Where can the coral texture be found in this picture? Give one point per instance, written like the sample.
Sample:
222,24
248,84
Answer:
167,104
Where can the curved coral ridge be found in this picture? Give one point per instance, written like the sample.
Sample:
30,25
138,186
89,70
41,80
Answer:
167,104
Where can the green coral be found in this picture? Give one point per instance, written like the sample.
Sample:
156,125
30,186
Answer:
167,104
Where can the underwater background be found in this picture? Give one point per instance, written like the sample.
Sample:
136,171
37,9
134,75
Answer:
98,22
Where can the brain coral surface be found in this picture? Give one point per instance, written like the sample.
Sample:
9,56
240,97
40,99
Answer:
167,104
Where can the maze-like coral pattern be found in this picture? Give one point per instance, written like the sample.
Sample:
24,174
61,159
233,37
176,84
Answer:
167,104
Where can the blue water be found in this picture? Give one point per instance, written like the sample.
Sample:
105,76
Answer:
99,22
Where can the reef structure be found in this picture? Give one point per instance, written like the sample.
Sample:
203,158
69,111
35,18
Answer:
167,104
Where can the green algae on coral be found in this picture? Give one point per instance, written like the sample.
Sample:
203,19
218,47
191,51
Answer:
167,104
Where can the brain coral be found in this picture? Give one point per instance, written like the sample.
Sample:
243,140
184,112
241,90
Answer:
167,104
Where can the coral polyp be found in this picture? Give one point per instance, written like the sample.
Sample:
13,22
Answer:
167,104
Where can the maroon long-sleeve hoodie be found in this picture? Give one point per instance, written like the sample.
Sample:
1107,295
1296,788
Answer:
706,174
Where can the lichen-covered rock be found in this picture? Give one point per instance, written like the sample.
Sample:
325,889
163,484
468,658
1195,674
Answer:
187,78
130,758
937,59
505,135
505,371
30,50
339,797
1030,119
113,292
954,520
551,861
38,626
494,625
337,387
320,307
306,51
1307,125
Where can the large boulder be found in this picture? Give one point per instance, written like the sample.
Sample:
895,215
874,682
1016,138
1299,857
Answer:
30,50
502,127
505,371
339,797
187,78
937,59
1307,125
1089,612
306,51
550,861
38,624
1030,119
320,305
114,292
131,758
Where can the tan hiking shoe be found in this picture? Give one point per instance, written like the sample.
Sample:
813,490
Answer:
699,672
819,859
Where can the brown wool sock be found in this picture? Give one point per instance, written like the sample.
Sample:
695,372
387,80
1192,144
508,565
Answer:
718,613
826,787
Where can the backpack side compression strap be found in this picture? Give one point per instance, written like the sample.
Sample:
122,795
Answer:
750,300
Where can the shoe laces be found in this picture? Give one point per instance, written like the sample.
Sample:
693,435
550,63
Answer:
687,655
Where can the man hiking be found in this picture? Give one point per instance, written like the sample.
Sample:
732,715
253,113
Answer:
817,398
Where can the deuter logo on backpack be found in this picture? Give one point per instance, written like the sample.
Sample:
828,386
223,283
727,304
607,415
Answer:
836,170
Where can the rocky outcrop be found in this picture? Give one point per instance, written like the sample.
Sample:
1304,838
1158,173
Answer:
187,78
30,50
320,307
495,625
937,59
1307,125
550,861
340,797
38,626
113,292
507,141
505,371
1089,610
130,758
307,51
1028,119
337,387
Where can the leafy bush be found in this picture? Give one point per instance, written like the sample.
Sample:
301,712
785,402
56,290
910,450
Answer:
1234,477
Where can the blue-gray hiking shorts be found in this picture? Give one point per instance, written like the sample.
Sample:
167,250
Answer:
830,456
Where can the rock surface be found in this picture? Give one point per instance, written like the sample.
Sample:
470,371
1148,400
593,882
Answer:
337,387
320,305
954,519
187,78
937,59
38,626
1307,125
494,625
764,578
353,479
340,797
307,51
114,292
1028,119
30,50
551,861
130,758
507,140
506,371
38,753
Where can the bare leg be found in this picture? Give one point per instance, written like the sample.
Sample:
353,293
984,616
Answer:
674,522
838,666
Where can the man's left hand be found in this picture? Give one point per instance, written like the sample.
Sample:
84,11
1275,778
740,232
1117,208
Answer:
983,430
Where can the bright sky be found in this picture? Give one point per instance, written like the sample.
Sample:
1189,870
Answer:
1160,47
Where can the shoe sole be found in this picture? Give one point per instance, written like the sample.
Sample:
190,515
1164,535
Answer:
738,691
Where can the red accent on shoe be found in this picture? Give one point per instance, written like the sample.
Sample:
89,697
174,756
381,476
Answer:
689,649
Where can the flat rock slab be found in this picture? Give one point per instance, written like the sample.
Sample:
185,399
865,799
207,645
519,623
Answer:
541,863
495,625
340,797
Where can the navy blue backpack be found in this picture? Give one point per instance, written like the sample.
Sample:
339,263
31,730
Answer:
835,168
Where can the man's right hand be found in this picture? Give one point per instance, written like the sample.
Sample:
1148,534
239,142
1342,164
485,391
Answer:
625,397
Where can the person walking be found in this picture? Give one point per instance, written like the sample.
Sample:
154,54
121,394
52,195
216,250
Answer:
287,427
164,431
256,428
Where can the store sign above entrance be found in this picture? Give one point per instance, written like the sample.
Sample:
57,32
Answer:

________

WRITTEN INSTRUCTION ::
Restate each record exactly as written.

SOLUTION ::
Where can the coral texture be found in this picture? Give one point per instance, written like the sample.
Sample:
222,24
248,84
Answer:
167,104
Where can the curved coral ridge be found in this picture? Give one point per instance, written like the sample.
Sample:
30,25
138,186
89,70
41,80
Answer:
167,104
Where can the green coral be found in this picture? Give one point per instance, written like the sample.
Sample:
156,125
30,186
Answer:
167,104
Where can the underwater background be found in this picture? Give one point per instance, written like the sample.
Sample:
136,171
37,9
134,75
Answer:
98,22
Where can the brain coral surface be found in this picture? Give one point per instance, written like the sample.
Sample:
9,56
240,97
40,99
Answer:
167,104
Where can the maze-like coral pattern be found in this picture? Give one point per instance, written like the sample.
Sample:
24,174
61,159
233,37
176,84
Answer:
167,104
Where can the blue water be found in this picture? Give one point per instance, written like the sample.
Sample:
105,76
Answer:
99,22
Where can the reef structure be found in this picture? Give one point per instance, written like the sample.
Sample:
203,158
69,111
35,18
Answer:
167,104
Where can the green algae on coral be found in this picture? Give one point per instance, written like the sample.
Sample:
203,19
218,47
191,51
Answer:
167,104
Where can the brain coral be found in this picture? Give one point per instance, written like the sample.
Sample:
243,140
184,112
241,90
Answer:
167,104
Where can the coral polyp be found in this picture? Give one point per instance, written like the sample.
Sample:
13,22
Answer:
167,104
Where can the maroon long-sleeve hoodie be found in this picture? Give one point per instance, written like the sample.
Sample:
1107,295
1296,788
Answer:
706,174
Where can the lichen-covered rock be found in this picture? Give one point per instance, written like the sample.
Sample:
325,889
163,484
468,658
1195,674
Answer:
187,78
130,758
937,59
505,135
505,371
30,50
339,797
1030,119
113,292
954,520
551,861
38,626
494,625
337,387
320,307
306,51
1307,125
Where can the large boulder be found in this picture? Give one point per instance, written like the sample.
Sample:
895,215
874,682
1016,138
1299,857
Answer:
30,50
502,127
505,371
339,797
187,78
937,59
1307,125
1089,612
306,51
550,861
38,624
1030,119
320,305
114,292
131,758
Where can the tan hiking shoe be found in this picture? Give one point per instance, written like the sample.
Sample:
813,490
Answer:
699,672
819,859
Where can the brown wool sock be found in this picture? Give one point per instance, written like the sample.
Sample:
695,372
387,80
1192,144
508,565
Answer:
718,613
826,787
Where can the backpack side compression strap be found in this picture? Give one point per instance, written like the sample.
Sample:
122,795
Answer:
750,300
Where can the shoe laces be found in this picture? Give one point per instance, written like the sample.
Sample:
693,435
550,63
Answer:
687,655
Where can the man hiking be found in this picture? Give one point per instance, written like the sample.
Sample:
732,715
253,113
Answer:
817,398
Where can the deuter logo on backpack be found in this picture? Give one point per instance, written like the sample.
Sample:
828,386
223,283
727,304
607,415
Answer:
836,170
Where can the rocky outcrop be found in this picture? Give one point per instance, written like the sample.
Sample:
1304,838
1158,173
Answer:
187,78
30,50
320,307
495,625
937,59
1307,125
550,861
340,797
38,626
113,292
507,141
505,371
1089,610
130,758
307,51
1028,119
337,387
Where can the leafy bush be found in this picture? Give one point per instance, written like the sample.
Sample:
301,712
785,402
56,290
910,450
Answer:
1234,477
Where can the blue-gray hiking shorts be found in this picture? Give one point per instance, written like the sample.
Sample:
167,250
Answer:
830,456
Where can the rock surface be found in this picture? Give one point per instance, written like the sample.
Sample:
470,371
1148,400
593,882
Answer:
337,387
320,305
954,519
187,78
937,59
38,626
1307,125
494,625
764,578
353,479
340,797
307,51
114,292
1028,119
30,50
551,861
130,758
507,140
506,371
38,753
Where can the bare leg be found in this picture? Give one point per instance, written like the sample.
Sample:
353,293
984,616
Answer:
674,522
838,666
Where can the man's left hand be found in this picture? Give one point per instance, written like the sample.
Sample:
84,11
1275,778
740,232
1117,208
Answer:
983,430
Where can the bright sky be found in this picture? Give one point per instance, written like the sample.
Sample:
1189,870
Answer:
1160,47
Where can the shoe sole be found in this picture? Give one point per instance, written like the sample.
Sample:
190,515
1164,535
Answer:
738,691
Where can the red accent on shoe be found in this picture? Give one point per instance, written like the sample.
Sample:
89,697
174,756
381,476
Answer:
689,649
Where can the flat rock slab be found in this picture? Give one point per instance, written like the sample.
Sample:
185,399
865,799
207,645
519,623
Answer:
541,863
495,625
340,797
Where can the navy blue backpack be found in this picture? Give one point per instance, written like the sample.
Sample:
339,263
31,730
Answer:
835,168
Where can the man's right hand be found in this picture? Give one point per instance, written like the sample.
Sample:
1148,534
239,142
1342,164
485,391
Answer:
625,397
Where can the person walking be found in this picture? Give one point per instance, written like the sample.
Sample:
154,54
121,394
52,195
216,250
Answer:
287,427
164,431
256,428
Where can the store sign above entrance be found in this picture? Give one point per instance, written like the sample.
Sample:
57,32
Answer:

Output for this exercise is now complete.